• **What is required**
Please reproduce every line of the material from the line containing "Spot the dark trousers" through its end, both ends included, with requests and sample coordinates left unchanged. Scale each answer coordinate by 2.45 and round to the nearest whole number, with halves rounding up.

Items from a data source

'''

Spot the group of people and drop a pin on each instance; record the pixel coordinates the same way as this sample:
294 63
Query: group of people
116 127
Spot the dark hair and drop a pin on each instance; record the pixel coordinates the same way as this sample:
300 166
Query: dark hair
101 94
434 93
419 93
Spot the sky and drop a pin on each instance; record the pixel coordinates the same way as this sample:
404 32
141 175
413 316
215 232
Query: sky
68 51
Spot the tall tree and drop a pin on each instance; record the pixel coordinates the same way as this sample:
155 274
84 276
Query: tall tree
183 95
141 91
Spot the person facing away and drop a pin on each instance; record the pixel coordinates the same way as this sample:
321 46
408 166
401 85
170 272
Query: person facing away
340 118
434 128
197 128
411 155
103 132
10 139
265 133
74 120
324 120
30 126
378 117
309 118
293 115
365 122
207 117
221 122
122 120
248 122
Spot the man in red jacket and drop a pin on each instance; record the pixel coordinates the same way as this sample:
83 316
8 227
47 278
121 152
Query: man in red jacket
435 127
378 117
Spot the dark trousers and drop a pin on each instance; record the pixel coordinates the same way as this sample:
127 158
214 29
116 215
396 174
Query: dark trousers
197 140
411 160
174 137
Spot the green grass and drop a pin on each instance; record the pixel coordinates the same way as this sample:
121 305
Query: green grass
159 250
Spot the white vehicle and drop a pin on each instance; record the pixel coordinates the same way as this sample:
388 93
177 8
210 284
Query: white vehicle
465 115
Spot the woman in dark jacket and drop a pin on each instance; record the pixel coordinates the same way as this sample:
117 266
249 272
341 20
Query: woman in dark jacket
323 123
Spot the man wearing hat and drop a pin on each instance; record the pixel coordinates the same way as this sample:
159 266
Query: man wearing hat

'''

• **Finished answer**
Spot the dark trousers and drop a pin on each instance; record the pixel coordinates the same way as this sample:
127 158
214 29
116 215
396 174
Query: dark trousers
483 343
1007 392
426 336
Spot the green grass and drop a pin on each instance; record the pixel coordinates the same way as this sample:
121 305
Query: green grass
390 613
Spot the white vehicle and drop a pin on each instance; record the pixel coordinates the same way as this sample:
388 93
177 8
210 284
Query: white vehicle
1139 282
Spot the woman in dark jacket and drop a pin on each instance; record the pixel coordinates the same way as this sample:
117 266
249 272
341 20
Query: woman in dark jacket
791 301
Spot the man wearing hat and drop a pin on each instance; record the pixel coordinates the same way as this sample:
159 266
Query: man wearing hat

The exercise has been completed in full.